> [Selected excerpt]
--------------------
# Water Distribution System Scheduling Using Reinforcement Learning

This example shows how to learn an optimal pump scheduling policy for a water distribution system using reinforcement learning (RL).

### Water Distribution System

The following figure shows a water distribution system.

Here:

• ${\mathit{Q}}_{\mathrm{Supply}}$ is the amount of water supplied to the water tank from a reservoir.

• ${\mathit{Q}}_{\mathrm{Demand}}$ is the amount of water flowing out of the tank to satisfy usage demand.

The objective of the reinforcement learning agent is to schedule the number of pumps running to both minimize the energy usage of the system and satisfy the usage demand ($\mathit{h}>0$). The dynamics of the tank system are governed by the following equation.

$\mathit{A}\frac{\mathit{dh}}{\mathit{dt}}={\mathit{Q}}_{\mathrm{Supply}}\left(\mathit{t}\right)-{\mathit{Q}}_{\mathrm{Demand}}\left(\mathit{t}\right)$

Here, $\mathit{A}=40\text{\hspace{0.17em}}{\mathit{m}}^{2}$ and ${\mathit{h}}_{\mathrm{max}}=7\mathit{m}$. The demand over a 24 hour period is a function of time given as

${\mathit{Q}}_{\mathrm{Demand}}\left(\mathit{t}\right)=\mu \left(\mathit{t}\right)+\eta \left(\mathit{t}\right)$

where $\mu \left(\mathit{t}\right)$is the expected demand and $\eta \left(\mathit{t}\right)$ represents the demand uncertainty, which is sampled from a uniform random distribution.

The supply is determined by the number of pumps running, $\mathit{a}\in \left\{0,1,2,3\right\}$according to following mapping.

${\mathit{Q}}_{\mathrm{Supply}}\left(\mathit{t}\right)=\mathit{Q}\left(\mathit{a}\right)=\left\{\begin{array}{ll}0& \mathit{a}=0\\ 164& \mathit{a}=1\\ 279& \mathit{a}=2\\ 344& \mathit{a}=3\end{array}\text{\hspace{0.17em}\hspace{0.17em}}\frac{\mathrm{cm}}{\mathit{h}}$

To simplify the problem, power consumption is defined as the number of pumps running, $\mathit{a}$.

The following function is the reward for this environment. To avoid overflowing or emptying the tank, an additional cost is added if the water height is close to the maximum or minimum water levels, ${\mathit{h}}_{\mathrm{max}}$or ${\mathit{h}}_{\mathrm{min}}$, respectively.
--------------------
> [Rows]
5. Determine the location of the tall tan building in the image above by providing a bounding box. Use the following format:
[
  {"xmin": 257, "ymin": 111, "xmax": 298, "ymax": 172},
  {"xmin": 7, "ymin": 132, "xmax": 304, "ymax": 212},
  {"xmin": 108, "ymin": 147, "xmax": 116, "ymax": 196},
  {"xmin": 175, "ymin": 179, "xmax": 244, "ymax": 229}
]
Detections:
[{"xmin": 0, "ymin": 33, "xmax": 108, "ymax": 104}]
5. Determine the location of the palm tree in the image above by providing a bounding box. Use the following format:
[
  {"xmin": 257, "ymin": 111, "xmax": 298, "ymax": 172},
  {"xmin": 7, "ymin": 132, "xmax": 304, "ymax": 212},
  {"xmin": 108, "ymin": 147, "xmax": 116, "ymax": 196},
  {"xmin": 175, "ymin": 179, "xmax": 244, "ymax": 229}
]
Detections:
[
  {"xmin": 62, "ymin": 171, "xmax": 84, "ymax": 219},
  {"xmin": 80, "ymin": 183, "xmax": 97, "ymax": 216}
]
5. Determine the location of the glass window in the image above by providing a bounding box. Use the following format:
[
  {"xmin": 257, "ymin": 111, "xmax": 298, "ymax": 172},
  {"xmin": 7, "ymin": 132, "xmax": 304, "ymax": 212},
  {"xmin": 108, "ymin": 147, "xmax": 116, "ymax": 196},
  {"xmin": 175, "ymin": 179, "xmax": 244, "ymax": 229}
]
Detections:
--------------------
> [Goals]
1) Quote the passage of the pump scheduling page word for word, starting at "# Water Distribution System Scheduling" and ending at "from a reservoir.".
2) In the pump scheduling page, how is power consumption defined to simplify the problem?

> [Results]
1)
# Water Distribution System Scheduling Using Reinforcement Learning

This example shows how to learn an optimal pump scheduling policy for a water distribution system using reinforcement learning (RL).

### Water Distribution System

The following figure shows a water distribution system.

Here:

• ${\mathit{Q}}_{\mathrm{Supply}}$ is the amount of water supplied to the water tank from a reservoir.

2) Power consumption is defined as the number of pumps running.